The term “Grand theft auto” was popularized by the game doesn’t actually appear in California’s penal code AFAIK, but is a shorthand used by CA police and for brevity in CA court records. Various cities, states, counties, police forces, etc. will have different things that they use as shorthand, and what they use depends on practical factors. Stealing cars requires a different police response than stealing other items and is a fairly common crime, while stealing filing cabinets is not that common and doesn’t require special handling so there’s no reason to use a phrase like “Grand Theft Filing Cabinet”, it would likely be just something like “Grand theft”

Fraud is generally a crime, and usually follows a similar dollar value distinction to theft or larceny. Small claims court is not a criminal court, small claims court is solely for civil cases that involve a small dollar amount, and the amount will vary from case to case. In most cases involving stealing, the state will pursue a criminal case charging the person with the crime of theft, and the victim will pursue a civil case seeking compensation for the stolen property. They are two separate but related legal actions. That is, if you defrauded me for $500 you might be guilty of the crime of ‘petty fraud’ and the DA would charge that as a crime, seeking to put you in jail, while I would have a civil action to recover the $500 plus any additional damages, which would probably be small enough to happen in small claims court.

Thanks Pan, and all posters.

**Dataset rows**
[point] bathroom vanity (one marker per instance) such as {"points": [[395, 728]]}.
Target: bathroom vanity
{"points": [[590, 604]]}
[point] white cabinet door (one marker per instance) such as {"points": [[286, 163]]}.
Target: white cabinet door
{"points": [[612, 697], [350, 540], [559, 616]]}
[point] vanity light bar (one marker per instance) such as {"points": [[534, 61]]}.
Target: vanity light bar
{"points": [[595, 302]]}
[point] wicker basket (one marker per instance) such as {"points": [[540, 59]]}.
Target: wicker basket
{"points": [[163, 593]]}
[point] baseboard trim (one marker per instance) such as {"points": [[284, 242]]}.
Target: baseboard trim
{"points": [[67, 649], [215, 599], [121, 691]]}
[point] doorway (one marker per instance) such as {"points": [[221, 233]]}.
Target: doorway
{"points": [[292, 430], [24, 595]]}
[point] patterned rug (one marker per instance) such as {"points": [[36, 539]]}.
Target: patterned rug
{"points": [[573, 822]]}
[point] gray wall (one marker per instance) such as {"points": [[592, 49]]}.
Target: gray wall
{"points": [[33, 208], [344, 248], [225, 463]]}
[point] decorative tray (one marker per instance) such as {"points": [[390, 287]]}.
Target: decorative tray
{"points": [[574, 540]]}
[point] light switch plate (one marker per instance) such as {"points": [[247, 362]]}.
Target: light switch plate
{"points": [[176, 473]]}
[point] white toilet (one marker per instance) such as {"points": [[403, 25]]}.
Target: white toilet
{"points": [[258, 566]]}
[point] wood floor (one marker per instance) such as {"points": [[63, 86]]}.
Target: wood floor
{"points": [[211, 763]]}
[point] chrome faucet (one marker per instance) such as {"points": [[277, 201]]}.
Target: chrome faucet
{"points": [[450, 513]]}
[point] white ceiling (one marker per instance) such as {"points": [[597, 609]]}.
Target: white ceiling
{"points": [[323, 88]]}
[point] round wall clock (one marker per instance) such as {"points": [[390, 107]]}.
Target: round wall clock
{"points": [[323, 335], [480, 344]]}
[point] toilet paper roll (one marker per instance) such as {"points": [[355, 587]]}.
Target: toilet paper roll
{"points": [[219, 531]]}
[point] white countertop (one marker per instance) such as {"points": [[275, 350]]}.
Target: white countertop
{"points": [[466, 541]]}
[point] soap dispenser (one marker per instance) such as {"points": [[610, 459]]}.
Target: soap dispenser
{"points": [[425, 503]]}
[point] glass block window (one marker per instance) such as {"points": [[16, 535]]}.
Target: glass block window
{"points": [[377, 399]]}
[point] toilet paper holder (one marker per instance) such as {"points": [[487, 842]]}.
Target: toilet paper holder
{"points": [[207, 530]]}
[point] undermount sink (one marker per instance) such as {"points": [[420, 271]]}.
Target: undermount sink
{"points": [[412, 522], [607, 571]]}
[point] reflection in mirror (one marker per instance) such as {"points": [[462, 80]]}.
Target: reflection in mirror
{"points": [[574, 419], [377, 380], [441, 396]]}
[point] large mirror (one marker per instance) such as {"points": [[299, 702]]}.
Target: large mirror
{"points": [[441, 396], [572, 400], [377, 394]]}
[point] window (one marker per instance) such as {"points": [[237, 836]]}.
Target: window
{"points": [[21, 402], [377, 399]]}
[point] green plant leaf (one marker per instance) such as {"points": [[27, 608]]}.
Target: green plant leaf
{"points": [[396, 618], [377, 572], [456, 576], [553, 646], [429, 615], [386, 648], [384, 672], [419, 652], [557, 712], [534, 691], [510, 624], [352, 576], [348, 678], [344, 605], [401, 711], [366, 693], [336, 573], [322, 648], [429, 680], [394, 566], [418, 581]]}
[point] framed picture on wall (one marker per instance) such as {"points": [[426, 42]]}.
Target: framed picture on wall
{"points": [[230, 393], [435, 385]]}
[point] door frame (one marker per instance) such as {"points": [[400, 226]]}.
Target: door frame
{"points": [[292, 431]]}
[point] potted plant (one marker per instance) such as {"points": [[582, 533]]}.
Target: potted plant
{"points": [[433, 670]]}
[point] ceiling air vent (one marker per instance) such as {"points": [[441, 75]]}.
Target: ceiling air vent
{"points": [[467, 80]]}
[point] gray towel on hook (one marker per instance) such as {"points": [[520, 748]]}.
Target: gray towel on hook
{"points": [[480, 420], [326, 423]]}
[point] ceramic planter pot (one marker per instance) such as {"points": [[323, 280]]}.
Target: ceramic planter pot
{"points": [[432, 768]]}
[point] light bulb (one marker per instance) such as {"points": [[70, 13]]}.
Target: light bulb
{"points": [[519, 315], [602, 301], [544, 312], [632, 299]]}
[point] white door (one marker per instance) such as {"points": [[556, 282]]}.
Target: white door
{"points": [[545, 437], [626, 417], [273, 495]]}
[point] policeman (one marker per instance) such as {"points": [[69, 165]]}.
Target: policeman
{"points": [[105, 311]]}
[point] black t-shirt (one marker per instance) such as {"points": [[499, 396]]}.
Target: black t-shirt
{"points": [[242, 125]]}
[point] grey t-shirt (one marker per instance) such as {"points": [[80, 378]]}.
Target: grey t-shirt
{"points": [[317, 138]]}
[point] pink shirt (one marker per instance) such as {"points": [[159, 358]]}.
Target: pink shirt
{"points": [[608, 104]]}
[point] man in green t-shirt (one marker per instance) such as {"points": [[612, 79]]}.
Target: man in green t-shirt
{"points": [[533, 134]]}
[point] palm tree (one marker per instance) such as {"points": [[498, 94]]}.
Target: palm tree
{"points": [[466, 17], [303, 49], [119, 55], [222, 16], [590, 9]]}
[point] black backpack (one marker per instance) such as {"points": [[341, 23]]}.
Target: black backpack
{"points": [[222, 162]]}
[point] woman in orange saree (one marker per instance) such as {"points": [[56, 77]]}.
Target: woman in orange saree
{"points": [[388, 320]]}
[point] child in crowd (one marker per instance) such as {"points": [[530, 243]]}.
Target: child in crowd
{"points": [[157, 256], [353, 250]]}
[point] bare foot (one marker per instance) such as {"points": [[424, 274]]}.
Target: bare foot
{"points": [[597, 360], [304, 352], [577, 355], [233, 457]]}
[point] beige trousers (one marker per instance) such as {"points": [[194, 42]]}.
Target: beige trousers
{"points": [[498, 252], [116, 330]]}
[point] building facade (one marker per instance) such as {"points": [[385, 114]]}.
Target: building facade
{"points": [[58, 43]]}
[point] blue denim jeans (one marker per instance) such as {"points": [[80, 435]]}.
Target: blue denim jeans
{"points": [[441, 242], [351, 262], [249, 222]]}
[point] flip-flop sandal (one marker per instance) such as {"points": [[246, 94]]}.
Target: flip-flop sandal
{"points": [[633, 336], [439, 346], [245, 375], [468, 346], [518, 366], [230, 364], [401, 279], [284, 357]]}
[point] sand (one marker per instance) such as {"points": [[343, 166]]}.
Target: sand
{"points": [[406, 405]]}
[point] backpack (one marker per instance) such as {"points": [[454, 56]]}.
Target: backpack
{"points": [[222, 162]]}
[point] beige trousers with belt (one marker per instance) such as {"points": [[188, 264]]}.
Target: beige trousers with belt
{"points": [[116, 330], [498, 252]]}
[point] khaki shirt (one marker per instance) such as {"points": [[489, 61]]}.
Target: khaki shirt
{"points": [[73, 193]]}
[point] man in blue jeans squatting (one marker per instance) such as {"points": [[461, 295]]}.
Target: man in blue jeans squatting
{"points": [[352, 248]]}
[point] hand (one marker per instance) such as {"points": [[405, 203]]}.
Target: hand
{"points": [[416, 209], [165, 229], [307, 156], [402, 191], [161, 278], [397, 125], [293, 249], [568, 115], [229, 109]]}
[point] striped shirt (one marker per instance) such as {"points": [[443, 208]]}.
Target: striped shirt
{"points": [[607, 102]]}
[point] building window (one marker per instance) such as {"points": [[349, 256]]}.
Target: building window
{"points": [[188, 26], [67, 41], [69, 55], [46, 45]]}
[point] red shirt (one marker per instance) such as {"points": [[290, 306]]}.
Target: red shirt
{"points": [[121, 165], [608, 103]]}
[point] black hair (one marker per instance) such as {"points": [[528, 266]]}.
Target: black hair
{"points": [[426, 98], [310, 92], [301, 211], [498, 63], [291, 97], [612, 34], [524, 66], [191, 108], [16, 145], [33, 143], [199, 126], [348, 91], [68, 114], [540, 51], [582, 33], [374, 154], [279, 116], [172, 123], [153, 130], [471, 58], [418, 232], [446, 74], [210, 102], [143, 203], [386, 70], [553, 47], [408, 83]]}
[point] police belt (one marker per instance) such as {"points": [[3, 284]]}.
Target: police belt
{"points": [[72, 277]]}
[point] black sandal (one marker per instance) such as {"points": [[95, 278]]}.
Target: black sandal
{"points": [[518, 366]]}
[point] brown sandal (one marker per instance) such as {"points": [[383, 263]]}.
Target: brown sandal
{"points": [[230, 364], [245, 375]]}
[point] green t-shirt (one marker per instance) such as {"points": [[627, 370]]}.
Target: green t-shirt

**Problem set**
1. Can you pull out every line of the entries that contains the string "leaf"?
2. Pick up the passage on theft and fraud charges after its last sentence and carry it on.
The passage on theft and fraud charges and the entries have nothing to do with each other.

**Answers by task**
1.
[point] green plant leaf (one marker per instance) such as {"points": [[27, 608]]}.
Target: green plant leaf

2.
“The intent to keep it” also distinguished theft from “conversion” (using land, money which doesn’t belong to you without the intention of theft), which I was recently surprised to find is not currently a crime almost anywhere. From my reading, ‘conversion’ was a common-law crime, not used much in the courts, which disappeared when, as part of legal reform, common law offenses were eliminated and replaced with statutory offenses. Stuff like “borrowing the client’s money with the intention of returning it before they noticed” is now covered by other laws.

The English legal system is trying to move away from obscure words like ‘larceny’ which gets tossed around a lot but few people know what it actually means to lawyers. Thus you will hear ‘complainant’ rather than ‘plaintiff’ and ‘child’ instead of ‘minor’ and ‘discovery’ doesn’t get used at all here, in the archaic sense of ‘revealing all the information in your possession, to dis-cover’ that Samuel Pepy’s diary uses it. Latin is also being removed.

‘Taking and driving away, a motor vehicle’ or ‘taking without owners consent a motor vehicle’ are the two offences used here, as both sidestep the requirement under the Theft Act 1968 to prove an intention to ‘permanently deprive the owner of his property’

Yes, it comes from French. No, they’re not pronounced the same - they are very differently stressed.

“Grand”, of course, also comes from the French word “grand”. (They are not pronounced the same either.)

“Theft” is Anglo-Saxon. “Larceny” is from the Norman-French word for theft.

Also, IIRC, the terms in Canadian law were “theft over $50” back in the day. This has been updated over the years, and today IIRC the charge is “…over $5000”.

*snip. Nitpick.

At common law burglary was the breaking and entering of a dwelling house at night with the intent to commit a felony or larceny inside. It doesn’t have to be a theft; it can be any felony.

My state defines it as the breaking and entering of a dwelling house with the intent to commit any crime inside.

This trips up many of my clients who cannot keep their traps shut. Say their friend has been sleeping with their SO and they decide to kick down the friend’s door and beat him up. When the client is told that he is being charged with burglary he inevitably (confesses) states that he “didn’t steal anything! I just went in to kick his ass!”

Congrats, bud, you just confessed to burglary.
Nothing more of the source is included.